# Prompt 1
Please summarize the binomial-coefficient passage in two sentences.
# Prompt 2
Write out the binomial-coefficient passage word for word, everything from "I will ignore" down to "obviously ruled out.".

# Passage given

I will ignore the cases of $k=0$ and $k>j$

If there is a prime $p$ such that $p|\binom {i}{k}$ with few exceptions, then it may be possible to rule out a sum of the form you seek being any value congruent to $1 \bmod p.$

This eliminates the sum being $1 \bmod p$ for a prime power $i=p^e$, for any $i=3p$ and for all $i=5p$ except, perhaps, $i=35$ and $i=55$

If $i=p^e$ is a prime or prime-power then $p|\binom{i}{k}$ so the sum can't never be anything other than a multiple of $p.$

If $i=3p$ then $p|\binom{3p}{k}$ with the exception that $\binom{3p}{p} \equiv 3 \bmod p$ so the sum can only be $0,3$ or $p-3$ $\bmod p.$

For $i=5p$ we have $\binom{5p}{p} \equiv 5 \bmod p$ and $\binom{5p}{2p} \equiv 10 \bmod p$ so the sum can only be $0,\pm5,\pm 10,\pm 15$ $\bmod p$ For $p=7$ we do have $15 \equiv 1 \bmod p.$ And $p=11$ is not obviously ruled out.

# Dataset rows
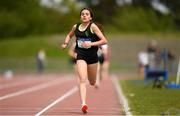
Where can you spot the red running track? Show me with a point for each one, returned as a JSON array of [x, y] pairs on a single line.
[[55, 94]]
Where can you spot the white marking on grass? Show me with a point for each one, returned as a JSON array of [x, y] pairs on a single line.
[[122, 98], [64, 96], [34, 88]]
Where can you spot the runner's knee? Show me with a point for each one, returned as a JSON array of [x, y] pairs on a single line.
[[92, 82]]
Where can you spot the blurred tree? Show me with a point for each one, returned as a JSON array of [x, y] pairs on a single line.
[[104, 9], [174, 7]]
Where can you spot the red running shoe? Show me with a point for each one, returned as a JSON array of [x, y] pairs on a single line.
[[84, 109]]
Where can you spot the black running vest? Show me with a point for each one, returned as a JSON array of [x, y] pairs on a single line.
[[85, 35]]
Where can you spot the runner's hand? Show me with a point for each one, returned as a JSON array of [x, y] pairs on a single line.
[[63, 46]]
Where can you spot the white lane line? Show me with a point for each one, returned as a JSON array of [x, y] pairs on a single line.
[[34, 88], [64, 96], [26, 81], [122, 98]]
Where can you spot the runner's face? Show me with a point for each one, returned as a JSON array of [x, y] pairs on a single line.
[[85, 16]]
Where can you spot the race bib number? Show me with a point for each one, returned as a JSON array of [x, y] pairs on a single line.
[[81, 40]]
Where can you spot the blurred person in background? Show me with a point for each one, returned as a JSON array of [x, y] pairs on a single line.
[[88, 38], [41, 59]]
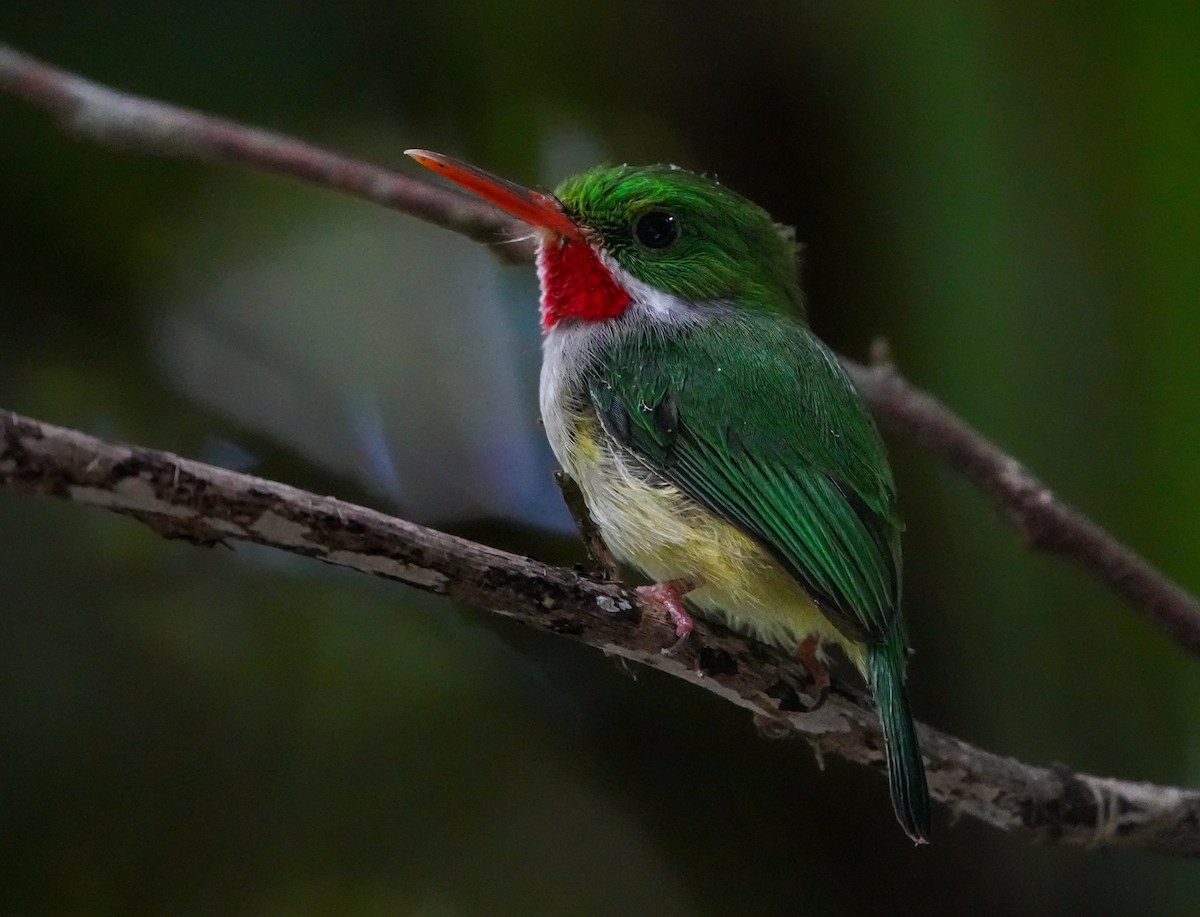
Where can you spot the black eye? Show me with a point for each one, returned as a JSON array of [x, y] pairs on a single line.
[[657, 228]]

==

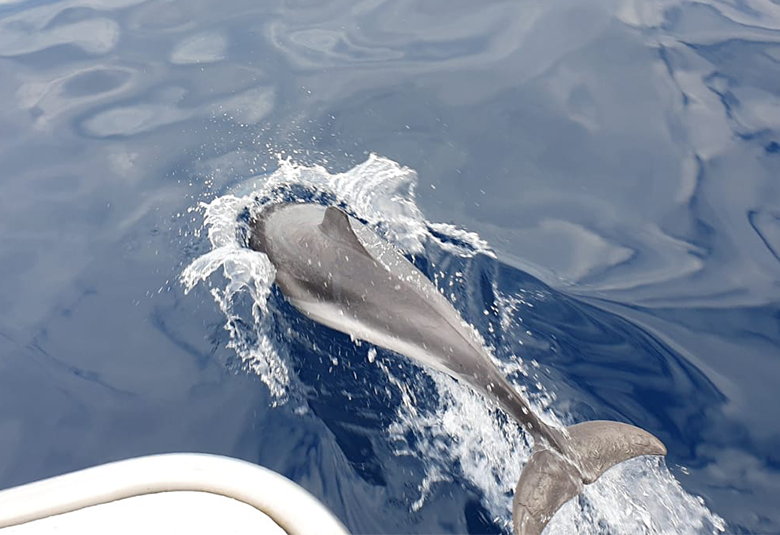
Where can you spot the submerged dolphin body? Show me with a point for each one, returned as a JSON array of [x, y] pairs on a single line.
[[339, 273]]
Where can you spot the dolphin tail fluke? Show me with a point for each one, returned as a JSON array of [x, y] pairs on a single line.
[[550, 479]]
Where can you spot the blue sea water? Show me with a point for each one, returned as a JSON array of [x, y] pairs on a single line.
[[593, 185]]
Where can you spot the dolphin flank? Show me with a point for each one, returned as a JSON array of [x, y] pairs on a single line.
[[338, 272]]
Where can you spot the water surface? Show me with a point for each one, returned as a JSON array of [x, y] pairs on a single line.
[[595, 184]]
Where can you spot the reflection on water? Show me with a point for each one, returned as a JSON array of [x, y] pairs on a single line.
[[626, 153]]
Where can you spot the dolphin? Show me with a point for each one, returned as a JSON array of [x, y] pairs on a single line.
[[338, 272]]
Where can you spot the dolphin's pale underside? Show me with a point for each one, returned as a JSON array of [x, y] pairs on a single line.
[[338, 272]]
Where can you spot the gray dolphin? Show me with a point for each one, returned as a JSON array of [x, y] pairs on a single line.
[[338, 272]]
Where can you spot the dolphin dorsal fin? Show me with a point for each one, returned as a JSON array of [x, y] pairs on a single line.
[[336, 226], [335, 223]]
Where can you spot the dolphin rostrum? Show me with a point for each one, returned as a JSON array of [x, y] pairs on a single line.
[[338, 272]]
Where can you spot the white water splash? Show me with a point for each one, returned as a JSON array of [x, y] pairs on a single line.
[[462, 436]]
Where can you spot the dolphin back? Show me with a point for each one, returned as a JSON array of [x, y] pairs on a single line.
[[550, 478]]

---

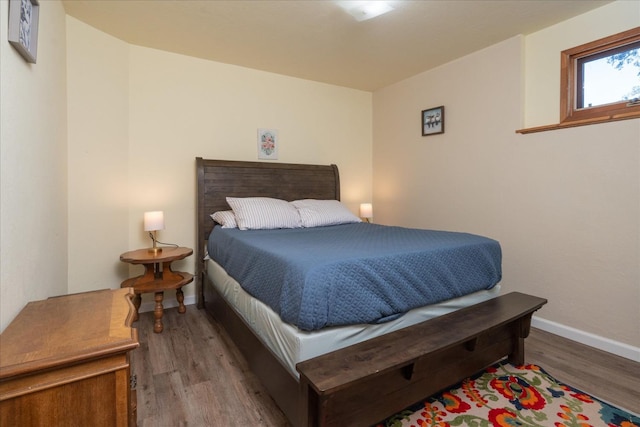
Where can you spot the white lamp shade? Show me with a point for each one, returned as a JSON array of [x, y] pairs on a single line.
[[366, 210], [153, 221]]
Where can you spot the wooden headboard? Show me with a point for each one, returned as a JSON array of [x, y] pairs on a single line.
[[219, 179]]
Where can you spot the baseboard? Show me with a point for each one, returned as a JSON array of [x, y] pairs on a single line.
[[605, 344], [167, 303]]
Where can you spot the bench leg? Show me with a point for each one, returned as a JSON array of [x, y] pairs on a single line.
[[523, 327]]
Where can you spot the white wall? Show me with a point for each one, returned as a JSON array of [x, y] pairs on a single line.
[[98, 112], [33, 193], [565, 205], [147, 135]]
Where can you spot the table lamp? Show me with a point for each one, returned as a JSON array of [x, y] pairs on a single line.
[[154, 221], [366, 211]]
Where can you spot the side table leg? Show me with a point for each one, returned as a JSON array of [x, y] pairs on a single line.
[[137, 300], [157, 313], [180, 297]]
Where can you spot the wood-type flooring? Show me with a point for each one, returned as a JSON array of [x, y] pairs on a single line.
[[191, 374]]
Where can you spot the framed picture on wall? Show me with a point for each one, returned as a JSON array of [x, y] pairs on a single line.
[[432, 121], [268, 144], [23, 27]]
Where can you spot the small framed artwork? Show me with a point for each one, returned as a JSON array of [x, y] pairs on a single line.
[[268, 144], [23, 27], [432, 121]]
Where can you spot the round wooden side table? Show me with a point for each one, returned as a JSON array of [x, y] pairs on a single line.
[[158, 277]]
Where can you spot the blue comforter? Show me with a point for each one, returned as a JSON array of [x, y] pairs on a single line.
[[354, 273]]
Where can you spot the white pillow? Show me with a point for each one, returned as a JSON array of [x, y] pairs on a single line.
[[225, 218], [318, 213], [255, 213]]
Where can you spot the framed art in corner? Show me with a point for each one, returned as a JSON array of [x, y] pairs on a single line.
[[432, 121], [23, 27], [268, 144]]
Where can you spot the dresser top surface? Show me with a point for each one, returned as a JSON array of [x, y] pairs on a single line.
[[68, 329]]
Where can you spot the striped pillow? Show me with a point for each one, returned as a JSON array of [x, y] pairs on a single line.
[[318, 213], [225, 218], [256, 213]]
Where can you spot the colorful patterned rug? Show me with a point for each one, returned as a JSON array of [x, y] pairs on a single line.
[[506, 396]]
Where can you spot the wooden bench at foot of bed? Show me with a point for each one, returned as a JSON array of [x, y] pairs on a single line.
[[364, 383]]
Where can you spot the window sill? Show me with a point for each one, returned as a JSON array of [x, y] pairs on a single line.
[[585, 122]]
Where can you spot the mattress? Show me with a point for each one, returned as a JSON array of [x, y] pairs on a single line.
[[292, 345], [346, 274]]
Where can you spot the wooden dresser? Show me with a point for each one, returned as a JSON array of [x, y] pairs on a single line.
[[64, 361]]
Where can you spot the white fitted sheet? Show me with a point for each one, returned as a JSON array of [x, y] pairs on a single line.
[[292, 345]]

# Expected answer 1
If a prime p divides the binomial coefficients C(i, k) with few exceptions, a sum of this form may be ruled out from being congruent to 1 mod p, which eliminates that value for a prime power i = p^e, for every i = 3p, and for all i = 5p except perhaps i = 35 and i = 55. For a prime power, the sum can only be a multiple of p; for i = 3p, it can only be 0, 3 or p − 3 mod p; and for i = 5p, it can only be 0, ±5, ±10 or ±15 mod p, where 15 ≡ 1 mod 7 and p = 11 is not obviously ruled out.

# Expected answer 2
I will ignore the cases of $k=0$ and $k>j$

If there is a prime $p$ such that $p|\binom {i}{k}$ with few exceptions, then it may be possible to rule out a sum of the form you seek being any value congruent to $1 \bmod p.$

This eliminates the sum being $1 \bmod p$ for a prime power $i=p^e$, for any $i=3p$ and for all $i=5p$ except, perhaps, $i=35$ and $i=55$

If $i=p^e$ is a prime or prime-power then $p|\binom{i}{k}$ so the sum can't never be anything other than a multiple of $p.$

If $i=3p$ then $p|\binom{3p}{k}$ with the exception that $\binom{3p}{p} \equiv 3 \bmod p$ so the sum can only be $0,3$ or $p-3$ $\bmod p.$

For $i=5p$ we have $\binom{5p}{p} \equiv 5 \bmod p$ and $\binom{5p}{2p} \equiv 10 \bmod p$ so the sum can only be $0,\pm5,\pm 10,\pm 15$ $\bmod p$ For $p=7$ we do have $15 \equiv 1 \bmod p.$ And $p=11$ is not obviously ruled out.